* Consigne: Recopiez mot pour mot l'intégralité de l'extrait d'entretien sur l'IA chez Rakuten.

* Extrait:

Ce qui est essentiel pour nous, c’est notre approche très pragmatique de l’IA. Nous ne faisons pas de l’”IA washing” en l’utilisant simplement pour la forme. Nous identifions d’abord un besoin précis, puis nous voyons comment l’IA peut y répondre.
Sur quels autres domaines travaillez-vous avec l’IA ?
Nous avons actuellement deux axes majeurs : la recherche et la recommandation.
Plus nous intégrons d’intelligence dans notre moteur de recherche, plus les résultats sont pertinents. De même pour la recommandation : plus nous utilisons de données et d’intelligence artificielle, mieux nous pouvons recommander des produits adaptés aux préférences de nos utilisateurs.
Cette logique s’applique également à Rakuten TV. Dans l’univers du streaming, la recommandation est fondamentale — c’est d’ailleurs ce qui a fait le succès de notre principal concurrent américain.
Comment diffusez-vous cette culture de l’IA au sein de l’entreprise ?
Nous avons un projet dans le groupe que nous appelons “l’AInization de Rakuten. L’objectif est que l’IA soit présente à tous les échelons de l’entreprise. Mais il ne s’agit pas simplement d’intégrer l’IA là où nous en avons besoin, mais de développer une véritable culture.
Tous nos collaborateurs sont formés à l’IA, que ce soit pour créer des prompts efficaces ou pour comprendre ce que cette technologie peut apporter. Notre PDG disait récemment que l’IA, c’est comme Excel : dans un an, ce sera un outil fondamental. Si vous ne maîtrisez pas Excel, Word ou PowerPoint, vous ne postulez dans aucune entreprise. Ce sera pareil pour l’IA : sans un minimum de connaissances, on ne pourra pas avancer. C’est vraiment une culture qui imprègne Rakuten depuis quelque temps déjà
Quelle grande tendance pour le retail voyez-vous ?

* Données fournies:
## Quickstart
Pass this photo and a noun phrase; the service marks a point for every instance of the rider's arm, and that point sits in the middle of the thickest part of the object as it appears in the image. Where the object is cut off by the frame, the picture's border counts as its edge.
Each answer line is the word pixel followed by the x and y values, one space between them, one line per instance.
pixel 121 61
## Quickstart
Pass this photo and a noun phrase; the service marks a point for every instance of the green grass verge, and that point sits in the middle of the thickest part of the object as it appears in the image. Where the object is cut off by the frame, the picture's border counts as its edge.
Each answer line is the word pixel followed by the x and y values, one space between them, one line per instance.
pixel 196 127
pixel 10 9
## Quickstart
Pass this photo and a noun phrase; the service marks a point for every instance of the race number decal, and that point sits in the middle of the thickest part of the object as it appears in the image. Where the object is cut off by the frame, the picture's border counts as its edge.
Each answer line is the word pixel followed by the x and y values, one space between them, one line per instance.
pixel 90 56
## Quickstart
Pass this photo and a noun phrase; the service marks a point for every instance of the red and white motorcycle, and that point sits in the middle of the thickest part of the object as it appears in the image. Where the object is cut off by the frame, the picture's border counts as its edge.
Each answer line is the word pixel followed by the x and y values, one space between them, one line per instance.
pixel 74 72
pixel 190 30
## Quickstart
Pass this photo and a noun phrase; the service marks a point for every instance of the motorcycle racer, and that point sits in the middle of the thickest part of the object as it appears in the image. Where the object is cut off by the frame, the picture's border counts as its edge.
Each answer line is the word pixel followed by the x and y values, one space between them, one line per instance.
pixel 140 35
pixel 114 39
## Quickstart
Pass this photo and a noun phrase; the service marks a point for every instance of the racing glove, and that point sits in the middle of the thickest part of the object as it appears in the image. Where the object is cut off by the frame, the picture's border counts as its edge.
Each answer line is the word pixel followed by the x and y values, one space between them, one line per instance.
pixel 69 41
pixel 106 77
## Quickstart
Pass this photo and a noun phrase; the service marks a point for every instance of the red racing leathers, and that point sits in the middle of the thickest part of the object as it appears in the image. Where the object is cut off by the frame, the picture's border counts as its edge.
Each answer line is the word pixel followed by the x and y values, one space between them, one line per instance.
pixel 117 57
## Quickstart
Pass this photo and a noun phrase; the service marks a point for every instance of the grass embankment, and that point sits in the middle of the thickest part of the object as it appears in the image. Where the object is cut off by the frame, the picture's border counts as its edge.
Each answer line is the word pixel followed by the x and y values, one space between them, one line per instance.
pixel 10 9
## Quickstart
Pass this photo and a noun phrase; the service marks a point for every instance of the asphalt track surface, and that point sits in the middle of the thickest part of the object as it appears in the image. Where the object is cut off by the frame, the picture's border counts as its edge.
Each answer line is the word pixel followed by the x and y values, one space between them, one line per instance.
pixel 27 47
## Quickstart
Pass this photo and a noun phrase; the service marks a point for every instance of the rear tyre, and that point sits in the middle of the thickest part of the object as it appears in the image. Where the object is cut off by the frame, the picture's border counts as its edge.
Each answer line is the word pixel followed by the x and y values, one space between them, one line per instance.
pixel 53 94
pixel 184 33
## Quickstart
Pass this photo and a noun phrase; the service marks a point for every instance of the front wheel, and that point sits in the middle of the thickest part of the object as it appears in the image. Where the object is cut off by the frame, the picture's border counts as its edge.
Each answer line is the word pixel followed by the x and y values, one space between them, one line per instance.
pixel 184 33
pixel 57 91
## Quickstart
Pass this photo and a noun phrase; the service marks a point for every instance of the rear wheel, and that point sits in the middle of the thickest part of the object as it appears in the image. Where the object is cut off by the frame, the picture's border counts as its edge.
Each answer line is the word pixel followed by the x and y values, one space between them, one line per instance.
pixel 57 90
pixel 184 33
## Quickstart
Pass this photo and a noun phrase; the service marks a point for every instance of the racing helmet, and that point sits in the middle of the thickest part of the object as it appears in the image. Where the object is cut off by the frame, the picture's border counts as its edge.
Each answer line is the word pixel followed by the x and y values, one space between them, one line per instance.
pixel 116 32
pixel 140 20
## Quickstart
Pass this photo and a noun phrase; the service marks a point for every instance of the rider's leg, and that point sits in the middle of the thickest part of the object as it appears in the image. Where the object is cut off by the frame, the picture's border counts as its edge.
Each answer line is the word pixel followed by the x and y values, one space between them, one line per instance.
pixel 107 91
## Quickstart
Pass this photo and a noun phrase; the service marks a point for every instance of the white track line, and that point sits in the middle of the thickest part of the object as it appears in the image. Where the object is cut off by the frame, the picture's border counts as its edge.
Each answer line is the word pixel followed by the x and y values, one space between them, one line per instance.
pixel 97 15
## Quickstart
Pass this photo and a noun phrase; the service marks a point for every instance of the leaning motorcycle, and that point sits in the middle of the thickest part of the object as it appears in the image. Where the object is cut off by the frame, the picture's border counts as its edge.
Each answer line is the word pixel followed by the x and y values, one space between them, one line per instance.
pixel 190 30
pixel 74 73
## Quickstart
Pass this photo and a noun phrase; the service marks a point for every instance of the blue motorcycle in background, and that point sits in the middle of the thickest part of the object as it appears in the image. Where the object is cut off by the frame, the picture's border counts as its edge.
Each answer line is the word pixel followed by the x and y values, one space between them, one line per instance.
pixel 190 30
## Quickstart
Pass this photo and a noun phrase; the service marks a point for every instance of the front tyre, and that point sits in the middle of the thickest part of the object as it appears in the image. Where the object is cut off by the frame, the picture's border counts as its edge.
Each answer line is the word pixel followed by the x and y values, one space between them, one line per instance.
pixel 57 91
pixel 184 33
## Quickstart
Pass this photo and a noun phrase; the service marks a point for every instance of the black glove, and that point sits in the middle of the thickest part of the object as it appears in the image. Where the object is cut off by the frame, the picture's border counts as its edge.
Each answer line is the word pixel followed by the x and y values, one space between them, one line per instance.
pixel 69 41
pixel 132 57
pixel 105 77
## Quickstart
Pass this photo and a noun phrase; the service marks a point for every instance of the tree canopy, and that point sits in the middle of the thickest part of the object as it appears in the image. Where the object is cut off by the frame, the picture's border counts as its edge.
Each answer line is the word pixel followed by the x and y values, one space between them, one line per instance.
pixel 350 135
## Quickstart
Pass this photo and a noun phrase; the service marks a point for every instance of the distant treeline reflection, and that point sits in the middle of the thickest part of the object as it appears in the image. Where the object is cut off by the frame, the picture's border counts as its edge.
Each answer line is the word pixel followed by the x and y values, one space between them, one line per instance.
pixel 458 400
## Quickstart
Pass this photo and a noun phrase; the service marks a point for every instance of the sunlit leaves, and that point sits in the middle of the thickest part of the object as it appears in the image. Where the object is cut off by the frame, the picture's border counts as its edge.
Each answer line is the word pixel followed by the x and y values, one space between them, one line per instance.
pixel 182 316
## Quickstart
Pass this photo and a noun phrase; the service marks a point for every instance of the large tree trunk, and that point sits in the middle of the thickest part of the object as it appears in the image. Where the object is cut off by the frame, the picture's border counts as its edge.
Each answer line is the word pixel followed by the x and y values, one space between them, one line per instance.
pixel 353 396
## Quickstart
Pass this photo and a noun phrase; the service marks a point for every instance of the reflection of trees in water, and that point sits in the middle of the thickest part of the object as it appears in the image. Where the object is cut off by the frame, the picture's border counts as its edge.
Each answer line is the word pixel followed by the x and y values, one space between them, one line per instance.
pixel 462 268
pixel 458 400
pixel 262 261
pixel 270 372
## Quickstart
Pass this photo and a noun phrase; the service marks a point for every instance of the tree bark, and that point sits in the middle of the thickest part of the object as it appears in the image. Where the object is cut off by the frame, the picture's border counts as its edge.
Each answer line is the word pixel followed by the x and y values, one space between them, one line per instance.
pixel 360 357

* Corrigé:
Ce qui est essentiel pour nous, c’est notre approche très pragmatique de l’IA. Nous ne faisons pas de l’”IA washing” en l’utilisant simplement pour la forme. Nous identifions d’abord un besoin précis, puis nous voyons comment l’IA peut y répondre.
Sur quels autres domaines travaillez-vous avec l’IA ?
Nous avons actuellement deux axes majeurs : la recherche et la recommandation.
Plus nous intégrons d’intelligence dans notre moteur de recherche, plus les résultats sont pertinents. De même pour la recommandation : plus nous utilisons de données et d’intelligence artificielle, mieux nous pouvons recommander des produits adaptés aux préférences de nos utilisateurs.
Cette logique s’applique également à Rakuten TV. Dans l’univers du streaming, la recommandation est fondamentale — c’est d’ailleurs ce qui a fait le succès de notre principal concurrent américain.
Comment diffusez-vous cette culture de l’IA au sein de l’entreprise ?
Nous avons un projet dans le groupe que nous appelons “l’AInization de Rakuten. L’objectif est que l’IA soit présente à tous les échelons de l’entreprise. Mais il ne s’agit pas simplement d’intégrer l’IA là où nous en avons besoin, mais de développer une véritable culture.
Tous nos collaborateurs sont formés à l’IA, que ce soit pour créer des prompts efficaces ou pour comprendre ce que cette technologie peut apporter. Notre PDG disait récemment que l’IA, c’est comme Excel : dans un an, ce sera un outil fondamental. Si vous ne maîtrisez pas Excel, Word ou PowerPoint, vous ne postulez dans aucune entreprise. Ce sera pareil pour l’IA : sans un minimum de connaissances, on ne pourra pas avancer. C’est vraiment une culture qui imprègne Rakuten depuis quelque temps déjà
Quelle grande tendance pour le retail voyez-vous ?